[SUPPLIED INFORMATION]
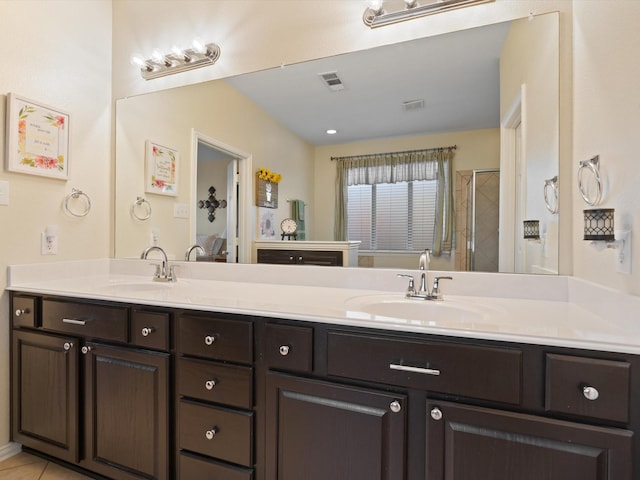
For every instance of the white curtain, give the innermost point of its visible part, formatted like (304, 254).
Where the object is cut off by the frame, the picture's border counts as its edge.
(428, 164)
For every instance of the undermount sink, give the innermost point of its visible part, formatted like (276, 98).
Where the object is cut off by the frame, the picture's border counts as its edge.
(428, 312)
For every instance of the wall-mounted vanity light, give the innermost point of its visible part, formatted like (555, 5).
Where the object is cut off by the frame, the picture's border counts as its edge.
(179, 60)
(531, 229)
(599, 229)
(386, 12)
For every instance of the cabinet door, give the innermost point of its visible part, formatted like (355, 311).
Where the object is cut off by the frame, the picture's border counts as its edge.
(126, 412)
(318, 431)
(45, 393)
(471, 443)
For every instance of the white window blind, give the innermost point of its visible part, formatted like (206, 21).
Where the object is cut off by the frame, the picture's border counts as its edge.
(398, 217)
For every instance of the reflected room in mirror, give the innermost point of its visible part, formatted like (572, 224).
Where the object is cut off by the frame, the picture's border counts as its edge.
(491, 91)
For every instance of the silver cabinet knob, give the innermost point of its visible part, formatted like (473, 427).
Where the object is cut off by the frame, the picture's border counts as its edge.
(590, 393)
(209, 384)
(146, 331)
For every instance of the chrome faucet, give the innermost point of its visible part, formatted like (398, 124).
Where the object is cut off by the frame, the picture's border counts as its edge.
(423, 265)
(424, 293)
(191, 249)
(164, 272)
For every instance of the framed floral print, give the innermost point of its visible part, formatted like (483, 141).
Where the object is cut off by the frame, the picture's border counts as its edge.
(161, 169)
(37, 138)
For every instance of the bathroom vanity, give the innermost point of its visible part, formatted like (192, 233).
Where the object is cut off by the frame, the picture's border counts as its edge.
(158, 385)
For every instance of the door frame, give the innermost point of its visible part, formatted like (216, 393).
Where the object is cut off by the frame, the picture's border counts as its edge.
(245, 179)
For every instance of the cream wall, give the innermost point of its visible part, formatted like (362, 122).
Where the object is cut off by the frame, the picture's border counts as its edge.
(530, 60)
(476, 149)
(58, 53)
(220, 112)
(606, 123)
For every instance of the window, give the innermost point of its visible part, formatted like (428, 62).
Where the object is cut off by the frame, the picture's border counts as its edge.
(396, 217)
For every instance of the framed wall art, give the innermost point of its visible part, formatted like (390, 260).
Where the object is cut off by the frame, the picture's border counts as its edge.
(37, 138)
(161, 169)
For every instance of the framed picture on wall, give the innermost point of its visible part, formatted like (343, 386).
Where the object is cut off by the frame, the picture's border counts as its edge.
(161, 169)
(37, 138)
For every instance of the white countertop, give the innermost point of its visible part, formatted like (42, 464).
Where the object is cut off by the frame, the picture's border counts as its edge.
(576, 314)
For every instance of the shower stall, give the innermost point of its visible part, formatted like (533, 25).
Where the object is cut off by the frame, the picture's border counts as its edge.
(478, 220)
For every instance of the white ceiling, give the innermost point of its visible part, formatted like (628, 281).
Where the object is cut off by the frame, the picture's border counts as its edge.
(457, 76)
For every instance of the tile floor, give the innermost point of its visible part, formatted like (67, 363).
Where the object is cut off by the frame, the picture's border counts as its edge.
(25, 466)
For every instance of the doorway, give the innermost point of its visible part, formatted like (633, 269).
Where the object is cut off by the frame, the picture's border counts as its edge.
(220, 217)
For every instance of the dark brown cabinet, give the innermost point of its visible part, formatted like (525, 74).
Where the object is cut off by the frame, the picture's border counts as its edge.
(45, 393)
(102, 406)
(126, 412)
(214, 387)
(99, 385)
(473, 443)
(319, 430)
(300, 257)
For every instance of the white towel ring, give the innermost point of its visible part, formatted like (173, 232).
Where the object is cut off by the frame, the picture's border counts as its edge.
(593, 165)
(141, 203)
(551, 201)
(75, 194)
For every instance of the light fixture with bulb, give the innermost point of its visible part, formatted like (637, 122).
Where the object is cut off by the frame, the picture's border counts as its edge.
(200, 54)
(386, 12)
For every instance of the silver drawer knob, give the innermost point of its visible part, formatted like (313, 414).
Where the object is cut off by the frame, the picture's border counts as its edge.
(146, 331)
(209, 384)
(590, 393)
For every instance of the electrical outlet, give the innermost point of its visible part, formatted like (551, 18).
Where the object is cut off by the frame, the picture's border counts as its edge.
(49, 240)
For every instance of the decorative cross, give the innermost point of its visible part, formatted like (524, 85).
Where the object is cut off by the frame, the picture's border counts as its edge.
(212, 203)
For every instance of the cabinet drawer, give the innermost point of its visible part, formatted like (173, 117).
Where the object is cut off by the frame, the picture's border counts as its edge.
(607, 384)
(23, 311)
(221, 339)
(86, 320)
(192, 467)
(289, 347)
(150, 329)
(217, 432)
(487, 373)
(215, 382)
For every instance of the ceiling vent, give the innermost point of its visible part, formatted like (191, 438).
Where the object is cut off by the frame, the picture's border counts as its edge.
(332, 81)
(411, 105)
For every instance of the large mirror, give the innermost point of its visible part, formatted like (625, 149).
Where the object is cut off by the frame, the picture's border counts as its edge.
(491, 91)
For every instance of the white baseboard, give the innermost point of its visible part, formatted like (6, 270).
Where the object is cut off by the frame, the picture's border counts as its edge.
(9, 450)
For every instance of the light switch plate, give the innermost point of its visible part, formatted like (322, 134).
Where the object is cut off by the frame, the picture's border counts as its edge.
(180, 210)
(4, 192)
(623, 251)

[WORK TO COMPLETE]
Find the line that contains "For every instance of the silver drawer". Write out that line and every line after it through the end of the data, exactly, and nothing else.

[RESULT OF THE EXERCISE]
For every instance of the silver drawer knob, give the innermost point of its visible part, formatted like (313, 414).
Where the object is cut off by the frame, the picture's border counts as its edge.
(146, 331)
(209, 384)
(590, 393)
For every instance of the electrical outlet, give the innermost point of its visible part, formatted like (551, 18).
Where the object is cut off by the frame, the picture's border counts as its edge.
(49, 240)
For every instance of the decorative cross, give the innermost point of its visible part, formatted like (524, 85).
Where the object is cut off by the frame, the picture's border counts as its edge.
(212, 203)
For every instance of the cabinet drawer, give the innermost point of its visible part, formatted like (173, 117).
Where the object is cut off by the frame, the picture's border counts as its edge.
(607, 384)
(23, 311)
(221, 339)
(86, 320)
(192, 467)
(289, 347)
(150, 329)
(217, 432)
(487, 373)
(215, 382)
For every instance of the ceiling vent, give the innermost point of its visible part, formatted like (191, 438).
Where the object is cut off by the frame, the picture's border counts as its edge.
(332, 81)
(411, 105)
For every instance of the large mirror, give the innermost point of its visible part, formatted like (625, 149).
Where the object is cut off by the frame, the picture's border counts as its edge.
(491, 91)
For every instance of the white baseboard, give the innermost point of its visible part, formatted like (6, 270).
Where the object is cut off by the frame, the picture's border counts as its edge.
(9, 450)
For every instance of the light switch plate, give the innermost point of its visible part, formatted like (322, 134).
Where the object is cut off by the frame, the picture's border counts as its edge.
(180, 210)
(4, 192)
(623, 251)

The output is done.